Given the listing that follows, report all lines in which the string "beak" occurs.

SUPPLIED RECORDS section start

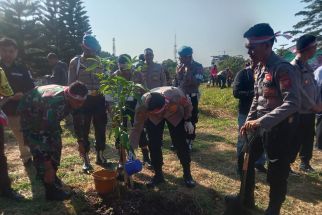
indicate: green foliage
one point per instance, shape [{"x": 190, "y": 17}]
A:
[
  {"x": 43, "y": 26},
  {"x": 312, "y": 19},
  {"x": 120, "y": 90},
  {"x": 235, "y": 64},
  {"x": 21, "y": 21}
]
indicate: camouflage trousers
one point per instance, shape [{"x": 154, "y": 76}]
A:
[{"x": 44, "y": 147}]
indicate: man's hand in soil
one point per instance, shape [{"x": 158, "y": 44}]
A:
[
  {"x": 250, "y": 125},
  {"x": 17, "y": 96}
]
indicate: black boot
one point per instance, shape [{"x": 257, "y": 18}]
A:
[
  {"x": 157, "y": 179},
  {"x": 146, "y": 158},
  {"x": 58, "y": 182},
  {"x": 54, "y": 193},
  {"x": 11, "y": 194},
  {"x": 100, "y": 159},
  {"x": 273, "y": 210},
  {"x": 87, "y": 167},
  {"x": 188, "y": 180}
]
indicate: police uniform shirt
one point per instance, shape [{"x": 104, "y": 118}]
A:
[
  {"x": 307, "y": 86},
  {"x": 276, "y": 93}
]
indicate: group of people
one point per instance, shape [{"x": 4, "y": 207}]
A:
[
  {"x": 277, "y": 105},
  {"x": 222, "y": 78},
  {"x": 35, "y": 112}
]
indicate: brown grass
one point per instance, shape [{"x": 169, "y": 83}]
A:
[{"x": 213, "y": 167}]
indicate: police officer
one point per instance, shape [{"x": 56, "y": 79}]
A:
[
  {"x": 94, "y": 108},
  {"x": 310, "y": 98},
  {"x": 272, "y": 114},
  {"x": 5, "y": 183},
  {"x": 189, "y": 75},
  {"x": 41, "y": 111},
  {"x": 160, "y": 105},
  {"x": 154, "y": 75},
  {"x": 20, "y": 81},
  {"x": 243, "y": 90}
]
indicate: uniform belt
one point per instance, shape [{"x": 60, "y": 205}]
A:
[
  {"x": 192, "y": 94},
  {"x": 93, "y": 92}
]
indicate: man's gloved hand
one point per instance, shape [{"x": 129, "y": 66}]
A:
[
  {"x": 81, "y": 148},
  {"x": 189, "y": 127},
  {"x": 131, "y": 155}
]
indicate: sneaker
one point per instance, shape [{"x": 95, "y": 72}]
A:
[
  {"x": 260, "y": 168},
  {"x": 306, "y": 167},
  {"x": 292, "y": 172},
  {"x": 11, "y": 194},
  {"x": 54, "y": 193},
  {"x": 87, "y": 167},
  {"x": 190, "y": 183},
  {"x": 156, "y": 180}
]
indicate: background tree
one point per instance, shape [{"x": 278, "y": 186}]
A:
[
  {"x": 65, "y": 23},
  {"x": 235, "y": 64},
  {"x": 77, "y": 23},
  {"x": 21, "y": 21},
  {"x": 312, "y": 19}
]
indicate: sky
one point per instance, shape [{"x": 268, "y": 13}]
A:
[{"x": 210, "y": 27}]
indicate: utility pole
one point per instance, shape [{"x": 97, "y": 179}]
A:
[
  {"x": 114, "y": 51},
  {"x": 175, "y": 47}
]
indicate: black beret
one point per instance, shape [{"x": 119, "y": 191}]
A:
[
  {"x": 156, "y": 101},
  {"x": 259, "y": 30},
  {"x": 304, "y": 41}
]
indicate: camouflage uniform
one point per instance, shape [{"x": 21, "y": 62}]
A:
[
  {"x": 189, "y": 81},
  {"x": 41, "y": 111},
  {"x": 5, "y": 184}
]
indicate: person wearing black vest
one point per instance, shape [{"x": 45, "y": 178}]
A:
[
  {"x": 243, "y": 90},
  {"x": 272, "y": 117},
  {"x": 20, "y": 80}
]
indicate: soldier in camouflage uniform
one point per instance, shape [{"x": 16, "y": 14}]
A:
[
  {"x": 41, "y": 111},
  {"x": 5, "y": 184},
  {"x": 189, "y": 75}
]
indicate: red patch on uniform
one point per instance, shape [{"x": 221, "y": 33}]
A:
[
  {"x": 183, "y": 101},
  {"x": 285, "y": 82},
  {"x": 268, "y": 77}
]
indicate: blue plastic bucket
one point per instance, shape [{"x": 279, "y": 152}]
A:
[{"x": 133, "y": 166}]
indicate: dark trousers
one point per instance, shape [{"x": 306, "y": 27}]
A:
[
  {"x": 194, "y": 116},
  {"x": 214, "y": 80},
  {"x": 318, "y": 130},
  {"x": 178, "y": 137},
  {"x": 94, "y": 109},
  {"x": 4, "y": 177},
  {"x": 277, "y": 144},
  {"x": 304, "y": 137},
  {"x": 222, "y": 81}
]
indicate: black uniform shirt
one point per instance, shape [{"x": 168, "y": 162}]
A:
[{"x": 20, "y": 81}]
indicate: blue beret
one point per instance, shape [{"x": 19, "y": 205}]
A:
[
  {"x": 91, "y": 43},
  {"x": 185, "y": 51}
]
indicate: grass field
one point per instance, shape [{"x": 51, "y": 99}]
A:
[{"x": 213, "y": 167}]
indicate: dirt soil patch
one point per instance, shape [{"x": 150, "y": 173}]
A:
[{"x": 139, "y": 202}]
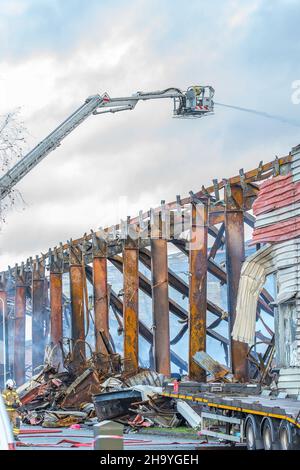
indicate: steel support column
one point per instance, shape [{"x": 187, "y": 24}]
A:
[
  {"x": 160, "y": 306},
  {"x": 56, "y": 292},
  {"x": 20, "y": 322},
  {"x": 235, "y": 255},
  {"x": 198, "y": 287},
  {"x": 38, "y": 314},
  {"x": 130, "y": 305},
  {"x": 101, "y": 308},
  {"x": 77, "y": 304}
]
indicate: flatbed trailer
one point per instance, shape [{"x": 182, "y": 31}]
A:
[{"x": 260, "y": 421}]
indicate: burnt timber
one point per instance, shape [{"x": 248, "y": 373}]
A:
[{"x": 225, "y": 210}]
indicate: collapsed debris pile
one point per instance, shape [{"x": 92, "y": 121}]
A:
[{"x": 95, "y": 389}]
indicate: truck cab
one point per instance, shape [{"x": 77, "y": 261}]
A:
[{"x": 6, "y": 435}]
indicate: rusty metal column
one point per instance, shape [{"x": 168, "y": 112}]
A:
[
  {"x": 20, "y": 322},
  {"x": 38, "y": 313},
  {"x": 4, "y": 329},
  {"x": 101, "y": 307},
  {"x": 235, "y": 255},
  {"x": 198, "y": 286},
  {"x": 160, "y": 306},
  {"x": 130, "y": 304},
  {"x": 56, "y": 291},
  {"x": 77, "y": 304}
]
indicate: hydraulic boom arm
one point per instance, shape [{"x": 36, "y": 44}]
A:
[{"x": 195, "y": 102}]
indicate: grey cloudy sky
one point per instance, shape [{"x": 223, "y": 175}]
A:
[{"x": 55, "y": 53}]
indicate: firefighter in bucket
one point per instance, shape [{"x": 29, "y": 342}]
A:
[{"x": 12, "y": 403}]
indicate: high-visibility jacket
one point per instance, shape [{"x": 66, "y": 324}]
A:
[{"x": 11, "y": 399}]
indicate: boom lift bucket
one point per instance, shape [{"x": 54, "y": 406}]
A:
[{"x": 197, "y": 101}]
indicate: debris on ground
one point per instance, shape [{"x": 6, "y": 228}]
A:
[
  {"x": 69, "y": 394},
  {"x": 216, "y": 371}
]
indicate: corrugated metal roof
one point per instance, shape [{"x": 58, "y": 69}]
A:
[
  {"x": 276, "y": 232},
  {"x": 277, "y": 207},
  {"x": 276, "y": 193},
  {"x": 282, "y": 258}
]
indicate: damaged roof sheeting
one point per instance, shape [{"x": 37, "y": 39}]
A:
[
  {"x": 277, "y": 207},
  {"x": 282, "y": 258}
]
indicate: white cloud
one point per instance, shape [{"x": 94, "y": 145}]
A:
[{"x": 143, "y": 155}]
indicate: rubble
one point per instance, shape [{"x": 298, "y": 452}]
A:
[
  {"x": 216, "y": 371},
  {"x": 63, "y": 395}
]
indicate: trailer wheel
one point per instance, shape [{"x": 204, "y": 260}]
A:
[
  {"x": 252, "y": 433},
  {"x": 288, "y": 437},
  {"x": 270, "y": 434}
]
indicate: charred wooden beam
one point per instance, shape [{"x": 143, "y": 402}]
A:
[
  {"x": 56, "y": 296},
  {"x": 235, "y": 256},
  {"x": 20, "y": 322},
  {"x": 198, "y": 287},
  {"x": 146, "y": 332},
  {"x": 176, "y": 309},
  {"x": 160, "y": 306},
  {"x": 130, "y": 305},
  {"x": 101, "y": 307},
  {"x": 77, "y": 305},
  {"x": 38, "y": 314}
]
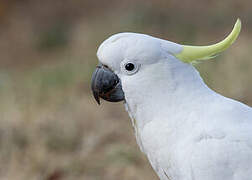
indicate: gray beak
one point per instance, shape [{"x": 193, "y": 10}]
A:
[{"x": 106, "y": 85}]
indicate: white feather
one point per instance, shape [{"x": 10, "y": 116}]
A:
[{"x": 187, "y": 131}]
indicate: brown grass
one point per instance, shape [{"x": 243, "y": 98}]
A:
[{"x": 51, "y": 127}]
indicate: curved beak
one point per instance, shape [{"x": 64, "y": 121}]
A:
[{"x": 106, "y": 85}]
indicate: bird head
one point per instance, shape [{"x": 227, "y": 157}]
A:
[{"x": 132, "y": 63}]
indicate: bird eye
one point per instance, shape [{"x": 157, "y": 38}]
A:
[{"x": 130, "y": 68}]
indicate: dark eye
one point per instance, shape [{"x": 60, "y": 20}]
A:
[{"x": 129, "y": 66}]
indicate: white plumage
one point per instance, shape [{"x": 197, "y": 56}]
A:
[{"x": 187, "y": 131}]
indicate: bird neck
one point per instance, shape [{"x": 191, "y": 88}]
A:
[{"x": 177, "y": 87}]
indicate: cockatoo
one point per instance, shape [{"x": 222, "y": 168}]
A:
[{"x": 186, "y": 130}]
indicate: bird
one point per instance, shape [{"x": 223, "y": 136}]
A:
[{"x": 187, "y": 130}]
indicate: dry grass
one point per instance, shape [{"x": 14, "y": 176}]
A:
[{"x": 51, "y": 128}]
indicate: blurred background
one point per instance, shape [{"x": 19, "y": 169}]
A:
[{"x": 51, "y": 127}]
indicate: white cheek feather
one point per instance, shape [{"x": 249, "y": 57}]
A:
[{"x": 187, "y": 131}]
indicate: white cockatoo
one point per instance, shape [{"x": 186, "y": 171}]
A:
[{"x": 187, "y": 131}]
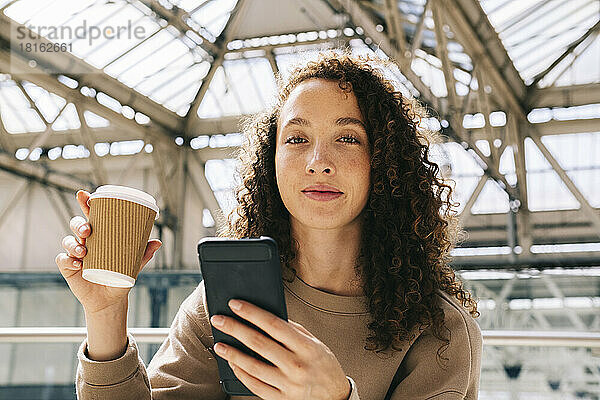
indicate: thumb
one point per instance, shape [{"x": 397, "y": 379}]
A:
[{"x": 151, "y": 248}]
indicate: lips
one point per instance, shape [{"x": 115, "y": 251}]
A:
[{"x": 322, "y": 189}]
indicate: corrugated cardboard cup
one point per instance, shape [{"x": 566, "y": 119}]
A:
[{"x": 121, "y": 218}]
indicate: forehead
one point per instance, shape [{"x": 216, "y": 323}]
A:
[{"x": 320, "y": 97}]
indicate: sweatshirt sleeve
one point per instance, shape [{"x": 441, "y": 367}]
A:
[
  {"x": 184, "y": 367},
  {"x": 424, "y": 376}
]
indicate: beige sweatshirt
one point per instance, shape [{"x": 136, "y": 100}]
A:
[{"x": 184, "y": 367}]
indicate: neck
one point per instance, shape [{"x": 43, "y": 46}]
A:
[{"x": 326, "y": 258}]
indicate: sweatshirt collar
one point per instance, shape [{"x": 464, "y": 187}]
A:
[{"x": 326, "y": 302}]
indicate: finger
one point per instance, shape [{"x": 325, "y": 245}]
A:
[
  {"x": 67, "y": 265},
  {"x": 274, "y": 326},
  {"x": 263, "y": 345},
  {"x": 73, "y": 247},
  {"x": 151, "y": 248},
  {"x": 266, "y": 374},
  {"x": 80, "y": 227},
  {"x": 256, "y": 386},
  {"x": 82, "y": 197},
  {"x": 301, "y": 328}
]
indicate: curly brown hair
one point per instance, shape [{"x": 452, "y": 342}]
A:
[{"x": 410, "y": 223}]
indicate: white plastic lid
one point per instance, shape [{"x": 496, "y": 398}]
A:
[
  {"x": 125, "y": 193},
  {"x": 108, "y": 278}
]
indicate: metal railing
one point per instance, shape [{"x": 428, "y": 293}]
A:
[{"x": 158, "y": 335}]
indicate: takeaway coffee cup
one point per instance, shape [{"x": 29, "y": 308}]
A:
[{"x": 121, "y": 218}]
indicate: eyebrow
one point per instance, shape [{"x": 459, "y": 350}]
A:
[{"x": 340, "y": 122}]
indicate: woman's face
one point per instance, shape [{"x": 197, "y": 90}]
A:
[{"x": 321, "y": 140}]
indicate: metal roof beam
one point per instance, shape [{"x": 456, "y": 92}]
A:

SUPPLIED RECORDS section end

# ANSWER SECTION
indicate: gray beak
indicate: curved beak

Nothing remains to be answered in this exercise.